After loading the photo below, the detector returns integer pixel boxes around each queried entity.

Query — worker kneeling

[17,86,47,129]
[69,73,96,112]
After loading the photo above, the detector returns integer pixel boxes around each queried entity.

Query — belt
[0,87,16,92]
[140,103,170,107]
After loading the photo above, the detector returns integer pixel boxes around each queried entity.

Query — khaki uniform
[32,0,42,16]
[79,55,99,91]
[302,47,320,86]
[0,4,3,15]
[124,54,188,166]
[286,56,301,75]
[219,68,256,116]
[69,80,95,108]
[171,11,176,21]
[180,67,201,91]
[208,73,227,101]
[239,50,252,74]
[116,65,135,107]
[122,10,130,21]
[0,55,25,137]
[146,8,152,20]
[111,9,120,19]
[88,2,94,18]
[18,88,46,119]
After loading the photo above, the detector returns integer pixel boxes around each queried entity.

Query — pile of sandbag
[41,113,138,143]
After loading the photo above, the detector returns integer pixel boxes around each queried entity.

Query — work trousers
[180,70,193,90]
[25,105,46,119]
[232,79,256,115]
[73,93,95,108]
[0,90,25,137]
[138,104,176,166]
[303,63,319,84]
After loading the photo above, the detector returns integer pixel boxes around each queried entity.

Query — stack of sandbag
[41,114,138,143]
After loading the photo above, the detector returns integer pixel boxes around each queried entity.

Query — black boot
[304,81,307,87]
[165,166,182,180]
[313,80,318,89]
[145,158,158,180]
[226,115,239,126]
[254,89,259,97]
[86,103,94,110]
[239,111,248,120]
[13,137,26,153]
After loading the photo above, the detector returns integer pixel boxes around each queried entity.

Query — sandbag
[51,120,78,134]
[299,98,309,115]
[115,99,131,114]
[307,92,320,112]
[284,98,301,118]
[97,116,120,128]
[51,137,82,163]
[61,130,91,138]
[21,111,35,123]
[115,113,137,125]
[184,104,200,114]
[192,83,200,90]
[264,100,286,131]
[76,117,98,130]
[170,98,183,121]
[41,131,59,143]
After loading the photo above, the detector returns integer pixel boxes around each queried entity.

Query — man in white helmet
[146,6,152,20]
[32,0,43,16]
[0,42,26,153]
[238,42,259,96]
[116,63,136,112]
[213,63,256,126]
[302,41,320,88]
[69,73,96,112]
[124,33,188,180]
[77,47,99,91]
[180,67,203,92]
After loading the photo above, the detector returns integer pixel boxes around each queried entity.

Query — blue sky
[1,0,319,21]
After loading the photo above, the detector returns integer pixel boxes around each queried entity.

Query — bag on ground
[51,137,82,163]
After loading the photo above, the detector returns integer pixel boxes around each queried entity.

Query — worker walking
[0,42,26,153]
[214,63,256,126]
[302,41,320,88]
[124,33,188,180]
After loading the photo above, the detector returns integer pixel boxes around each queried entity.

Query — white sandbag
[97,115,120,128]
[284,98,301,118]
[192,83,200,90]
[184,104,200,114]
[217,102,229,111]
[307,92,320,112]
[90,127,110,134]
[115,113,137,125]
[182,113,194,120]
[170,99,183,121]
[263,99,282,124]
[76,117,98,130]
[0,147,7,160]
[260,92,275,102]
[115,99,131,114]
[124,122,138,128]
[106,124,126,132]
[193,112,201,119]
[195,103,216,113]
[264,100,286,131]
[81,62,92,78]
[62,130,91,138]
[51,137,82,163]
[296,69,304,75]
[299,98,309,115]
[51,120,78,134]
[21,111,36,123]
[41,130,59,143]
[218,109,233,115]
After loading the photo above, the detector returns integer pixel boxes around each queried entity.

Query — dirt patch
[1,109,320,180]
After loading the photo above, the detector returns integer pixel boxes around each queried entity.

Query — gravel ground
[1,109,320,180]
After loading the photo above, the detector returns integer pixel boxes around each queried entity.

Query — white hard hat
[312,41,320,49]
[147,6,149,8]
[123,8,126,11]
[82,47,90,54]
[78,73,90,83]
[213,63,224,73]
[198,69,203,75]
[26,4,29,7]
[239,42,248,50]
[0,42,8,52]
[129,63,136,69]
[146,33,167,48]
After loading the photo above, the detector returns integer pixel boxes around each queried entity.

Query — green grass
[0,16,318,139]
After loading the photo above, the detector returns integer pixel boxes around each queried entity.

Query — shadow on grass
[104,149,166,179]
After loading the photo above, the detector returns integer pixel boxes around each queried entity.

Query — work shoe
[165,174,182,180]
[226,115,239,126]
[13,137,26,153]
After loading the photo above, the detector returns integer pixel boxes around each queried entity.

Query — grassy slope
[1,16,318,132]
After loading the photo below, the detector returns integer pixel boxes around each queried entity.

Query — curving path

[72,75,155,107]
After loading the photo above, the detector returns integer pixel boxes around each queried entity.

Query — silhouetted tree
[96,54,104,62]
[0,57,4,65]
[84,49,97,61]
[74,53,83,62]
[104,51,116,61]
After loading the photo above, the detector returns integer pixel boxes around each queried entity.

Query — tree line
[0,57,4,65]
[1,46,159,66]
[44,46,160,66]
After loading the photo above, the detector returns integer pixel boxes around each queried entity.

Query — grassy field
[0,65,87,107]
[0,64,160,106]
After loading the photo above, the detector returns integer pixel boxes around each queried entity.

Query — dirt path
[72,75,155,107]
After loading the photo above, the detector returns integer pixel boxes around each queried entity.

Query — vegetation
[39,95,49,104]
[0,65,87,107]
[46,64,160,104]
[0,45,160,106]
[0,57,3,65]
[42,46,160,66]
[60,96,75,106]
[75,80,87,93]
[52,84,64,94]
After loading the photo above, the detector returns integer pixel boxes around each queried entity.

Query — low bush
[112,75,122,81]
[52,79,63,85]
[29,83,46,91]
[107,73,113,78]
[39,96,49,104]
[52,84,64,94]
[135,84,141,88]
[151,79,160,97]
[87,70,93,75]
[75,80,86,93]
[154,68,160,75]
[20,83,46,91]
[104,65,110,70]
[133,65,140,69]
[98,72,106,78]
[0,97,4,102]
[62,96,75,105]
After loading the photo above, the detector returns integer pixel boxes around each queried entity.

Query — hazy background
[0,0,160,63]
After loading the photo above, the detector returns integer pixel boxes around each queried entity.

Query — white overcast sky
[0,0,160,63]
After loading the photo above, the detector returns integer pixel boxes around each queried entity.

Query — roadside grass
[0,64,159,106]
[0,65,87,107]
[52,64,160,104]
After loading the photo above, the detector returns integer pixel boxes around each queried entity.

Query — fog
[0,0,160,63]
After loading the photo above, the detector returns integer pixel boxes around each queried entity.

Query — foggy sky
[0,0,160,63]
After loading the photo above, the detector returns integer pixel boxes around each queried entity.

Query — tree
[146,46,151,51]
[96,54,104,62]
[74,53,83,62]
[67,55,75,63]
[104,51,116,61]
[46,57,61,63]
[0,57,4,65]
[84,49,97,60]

++++++++++

__Requirement__
With every line intact, print the records above again.

__Response to the exercise__
After loading the photo below, the detector returns integer pixel boxes around each queried entity.

Query — worker kneeling

[17,86,47,129]
[69,73,96,112]
After loading the photo above, the detector returns integer pixel boxes around each queried entity.

Query — belt
[0,87,16,92]
[140,103,170,107]
After loading the photo above, the detector returns integer pixel boxes around each queried entity.

Query — khaki uniform
[32,0,42,16]
[79,55,99,91]
[302,47,320,86]
[0,4,3,15]
[124,54,188,166]
[286,56,301,75]
[219,68,256,116]
[69,80,95,108]
[171,11,176,21]
[180,67,201,91]
[208,73,227,101]
[239,50,252,74]
[116,65,135,107]
[122,10,130,21]
[0,55,25,137]
[146,8,152,20]
[111,9,120,19]
[88,2,94,18]
[18,88,46,119]
After loading the photo above, the detector returns integer pixel boxes around each queried entity.

Query — pile of sandbag
[41,113,138,143]
After loading the photo above, the detector returns integer pixel boxes around each queried entity.

Query — work trousers
[180,70,193,90]
[25,105,46,119]
[232,79,256,115]
[73,93,95,108]
[0,90,25,137]
[138,104,176,166]
[303,63,319,84]
After loading the photo above, the detector returns integer pixel boxes around each queried entity.

Query — stack of sandbag
[41,114,138,143]
After loading the photo above, the detector returns integer pixel boxes around each queried entity.

Query — black boot
[304,81,307,87]
[165,166,182,180]
[313,80,318,89]
[145,158,158,180]
[226,115,239,126]
[254,89,259,97]
[86,103,94,110]
[239,111,248,120]
[13,137,26,153]
After loading the photo above, the detector returns integer pixel boxes around each queried entity.

Query — sandbag
[51,120,78,134]
[299,98,309,115]
[115,99,131,114]
[307,92,320,112]
[284,98,301,118]
[97,116,120,128]
[51,137,82,163]
[61,130,91,138]
[21,111,35,123]
[115,113,137,125]
[184,104,200,114]
[192,83,200,90]
[264,100,286,131]
[76,117,98,130]
[170,98,183,121]
[41,131,59,143]
After loading the photo above, the detector returns integer pixel boxes around each queried entity.

Query — man in white helmet
[146,6,152,20]
[32,0,43,16]
[0,42,26,153]
[238,42,259,96]
[116,63,136,112]
[213,63,256,126]
[302,41,320,88]
[69,73,96,112]
[124,33,188,180]
[77,47,99,91]
[180,67,203,92]
After loading the photo above, the detector returns integer pixel boxes around each queried entity.

Query — blue sky
[1,0,319,21]
After loading the photo above, the detector returns integer pixel boxes around each queried entity.

Query — bag on ground
[51,137,82,163]
After loading the photo above, the detector returns integer pixel boxes around each queried entity.

Query — worker walking
[0,42,26,153]
[214,63,256,126]
[302,41,320,88]
[124,33,188,180]
After loading the photo above, the detector returns integer pixel boxes around each queried entity.

Query — white sandbag
[97,115,120,128]
[284,98,301,118]
[192,83,200,90]
[184,104,200,114]
[217,102,229,111]
[307,92,320,112]
[90,127,110,134]
[115,113,137,125]
[182,113,194,120]
[170,99,183,121]
[263,99,282,124]
[76,117,98,130]
[0,147,7,160]
[260,92,275,102]
[115,99,131,114]
[124,122,138,128]
[106,124,126,132]
[193,112,201,119]
[195,103,216,113]
[264,100,286,131]
[81,62,92,78]
[62,130,91,138]
[51,137,82,163]
[296,69,304,75]
[299,98,309,115]
[51,120,78,134]
[21,111,36,123]
[41,130,59,143]
[218,109,233,115]
After loading the photo above, the detector returns integer pixel boxes around each queried entity.

Query — dirt patch
[1,109,320,180]
After loading the photo above, the detector returns integer pixel boxes around each queried entity.

Query — gravel ground
[1,109,320,180]
After loading the photo above, the detector returns integer pixel boxes around each queried entity.

Query — white hard hat
[312,41,320,49]
[147,6,149,8]
[123,8,126,11]
[82,47,90,54]
[78,73,90,83]
[213,63,224,73]
[198,69,203,75]
[26,4,29,7]
[239,42,248,50]
[0,42,8,52]
[129,63,136,69]
[146,33,167,48]
After loading the photo above, the detector returns integer pixel boxes around each queried entity.

Query — green grass
[0,16,318,139]
After loading the photo above, the detector returns integer pixel boxes around each queried entity.

Query — shadow on grass
[104,149,166,179]
After loading the photo above, the detector returns integer pixel boxes around each queried entity.

Query — work shoe
[165,174,182,180]
[226,115,239,126]
[13,137,26,153]
After loading the photo above, the detector returns integer pixel boxes around each queried entity.

Query — grassy slope
[1,16,318,132]
After loading the photo below, the detector returns integer pixel boxes around each queried entity.

Query — curving path

[72,75,155,107]
After loading the photo above, the detector returns integer pixel boxes around each queried entity.

Query — silhouetted tree
[96,54,104,62]
[0,57,4,65]
[84,49,97,61]
[74,53,83,62]
[104,51,116,61]
After loading the photo above, the detector returns integer pixel boxes around each queried entity.

Query — tree line
[0,57,4,65]
[1,46,159,66]
[44,46,160,66]
After loading the photo above, the detector returns integer pixel boxes around each queried entity.

Query — grassy field
[0,65,87,107]
[0,64,160,106]
After loading the photo above, the detector returns integer pixel boxes around each queried entity.

Query — dirt path
[72,75,155,107]
After loading the photo above, the detector returns integer pixel boxes around each queried entity.

Query — vegetation
[39,95,49,104]
[0,65,87,107]
[46,64,160,104]
[0,45,160,106]
[0,57,3,65]
[42,46,160,66]
[60,96,75,106]
[75,80,87,93]
[52,84,64,94]
After loading the photo above, the detector returns integer pixel boxes around each queried entity.

Query — low bush
[112,75,122,81]
[52,79,63,85]
[29,83,46,91]
[107,73,113,78]
[39,96,49,104]
[52,84,64,94]
[135,84,141,88]
[151,79,160,97]
[87,70,93,75]
[75,80,86,93]
[154,68,160,75]
[20,83,46,91]
[104,65,110,70]
[133,65,140,69]
[98,72,106,78]
[0,97,4,102]
[62,96,75,105]
After loading the photo above, the detector returns integer pixel boxes around each queried entity.

Query — hazy background
[0,0,160,63]
After loading the photo above, the detector returns integer pixel boxes around each queried entity.

Query — white overcast sky
[0,0,160,63]
After loading the photo above, the detector returns integer pixel boxes around each queried entity.

Query — roadside grass
[0,64,159,106]
[0,65,87,107]
[52,64,160,104]
After loading the photo above, the detector returns integer pixel boxes around each queried entity.

Query — fog
[0,0,160,63]
After loading the photo above, the detector returns integer pixel boxes around each queried entity.

Query — foggy sky
[0,0,160,63]
After loading the photo above, the detector returns integer pixel boxes around each queried entity.

Query — tree
[146,46,151,51]
[96,54,104,62]
[74,53,83,62]
[67,55,75,63]
[104,51,116,61]
[46,57,61,63]
[0,57,4,65]
[84,49,97,60]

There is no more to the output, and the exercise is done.